## GIVEN DATA:
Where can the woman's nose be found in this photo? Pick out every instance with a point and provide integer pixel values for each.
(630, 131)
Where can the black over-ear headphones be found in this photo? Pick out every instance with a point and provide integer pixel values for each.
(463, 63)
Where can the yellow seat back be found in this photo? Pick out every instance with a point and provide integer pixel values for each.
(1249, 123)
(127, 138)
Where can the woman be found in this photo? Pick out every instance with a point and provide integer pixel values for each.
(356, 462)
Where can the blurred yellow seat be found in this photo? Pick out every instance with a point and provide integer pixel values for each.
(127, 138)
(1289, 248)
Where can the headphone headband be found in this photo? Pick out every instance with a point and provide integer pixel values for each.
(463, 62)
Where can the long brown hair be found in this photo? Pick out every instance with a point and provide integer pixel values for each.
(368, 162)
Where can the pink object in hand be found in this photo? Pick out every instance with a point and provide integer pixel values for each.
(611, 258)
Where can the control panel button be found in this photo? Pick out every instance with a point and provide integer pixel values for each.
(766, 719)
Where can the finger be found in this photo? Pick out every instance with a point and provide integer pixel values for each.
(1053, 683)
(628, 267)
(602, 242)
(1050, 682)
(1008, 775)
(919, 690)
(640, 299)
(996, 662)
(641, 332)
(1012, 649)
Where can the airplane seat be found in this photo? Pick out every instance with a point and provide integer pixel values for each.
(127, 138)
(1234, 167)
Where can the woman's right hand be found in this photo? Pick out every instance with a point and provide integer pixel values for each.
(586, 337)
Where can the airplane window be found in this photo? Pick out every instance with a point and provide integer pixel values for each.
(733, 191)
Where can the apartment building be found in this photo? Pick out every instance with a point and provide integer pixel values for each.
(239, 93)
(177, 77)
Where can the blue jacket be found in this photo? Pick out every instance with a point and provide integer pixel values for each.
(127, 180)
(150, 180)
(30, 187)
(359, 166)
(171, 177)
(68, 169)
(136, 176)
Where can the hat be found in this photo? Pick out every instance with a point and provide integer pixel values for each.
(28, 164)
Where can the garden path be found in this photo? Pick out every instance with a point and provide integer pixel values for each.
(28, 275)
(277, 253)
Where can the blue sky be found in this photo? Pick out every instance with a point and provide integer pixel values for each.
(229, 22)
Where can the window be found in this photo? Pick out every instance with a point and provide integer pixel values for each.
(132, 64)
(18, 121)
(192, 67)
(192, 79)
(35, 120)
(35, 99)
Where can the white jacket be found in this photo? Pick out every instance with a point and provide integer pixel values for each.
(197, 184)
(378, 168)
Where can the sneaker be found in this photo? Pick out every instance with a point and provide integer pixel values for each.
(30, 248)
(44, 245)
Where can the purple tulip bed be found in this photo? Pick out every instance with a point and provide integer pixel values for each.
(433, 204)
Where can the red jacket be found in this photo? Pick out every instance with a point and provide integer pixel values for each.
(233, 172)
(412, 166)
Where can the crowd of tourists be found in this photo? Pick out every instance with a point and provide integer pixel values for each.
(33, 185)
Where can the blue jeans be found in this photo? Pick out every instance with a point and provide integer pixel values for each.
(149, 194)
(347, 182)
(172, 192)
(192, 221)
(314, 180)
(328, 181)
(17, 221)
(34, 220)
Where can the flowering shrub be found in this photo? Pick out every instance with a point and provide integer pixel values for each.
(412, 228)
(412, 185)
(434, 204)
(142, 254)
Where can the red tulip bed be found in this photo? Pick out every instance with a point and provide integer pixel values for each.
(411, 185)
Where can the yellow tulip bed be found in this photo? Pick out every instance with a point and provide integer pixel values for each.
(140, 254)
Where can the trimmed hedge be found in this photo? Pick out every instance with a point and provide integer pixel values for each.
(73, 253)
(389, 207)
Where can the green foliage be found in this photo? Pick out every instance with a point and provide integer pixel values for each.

## EXERCISE:
Copy out everything from the line containing "Where can the white" down to the end of the records, with no changes.

## SOLUTION TO THE PROBLEM:
Where can the white jacket be found in this photo? Pick out every instance with a point and provide integer pixel values for each.
(197, 184)
(378, 168)
Where can the sneaker be found in this photo? Pick out every instance with a point and provide integer pixel values for each.
(30, 248)
(44, 245)
Where can the purple tulip bed be found in this photo? Pick out every instance with a point and provide integer pixel values for each.
(433, 204)
Where can the red jacket be found in this photo? Pick out every instance with a point and provide integer pixel values for each.
(233, 172)
(412, 166)
Where can the crowd of tourists be found in this photo? Pick out every instance with a point and provide integer pixel values for each.
(33, 185)
Where can the blue jeans be found in this photo? Pick out every instance with a point and provide integer pixel values for each.
(149, 194)
(347, 182)
(172, 192)
(192, 221)
(314, 180)
(328, 181)
(17, 221)
(34, 220)
Where can the flowering shrub be found in this photo? Pick out every instance with a point and provide integer pixel values for each.
(412, 228)
(412, 185)
(434, 204)
(142, 254)
Where can the red tulip bed be found in this photo? Pick out every instance with a point and provide integer pixel values for each.
(411, 185)
Where can the yellow tulip bed be found in this photo? Pick out every instance with a point and provide integer pixel values for each.
(140, 254)
Where can the trimmed hedge be found in this photo? Pick out every instance with a point and provide integer pixel values for each.
(73, 253)
(389, 207)
Where can the green foliage be found in this photo? Pick out every instance with a point and provide integer pixel values for each.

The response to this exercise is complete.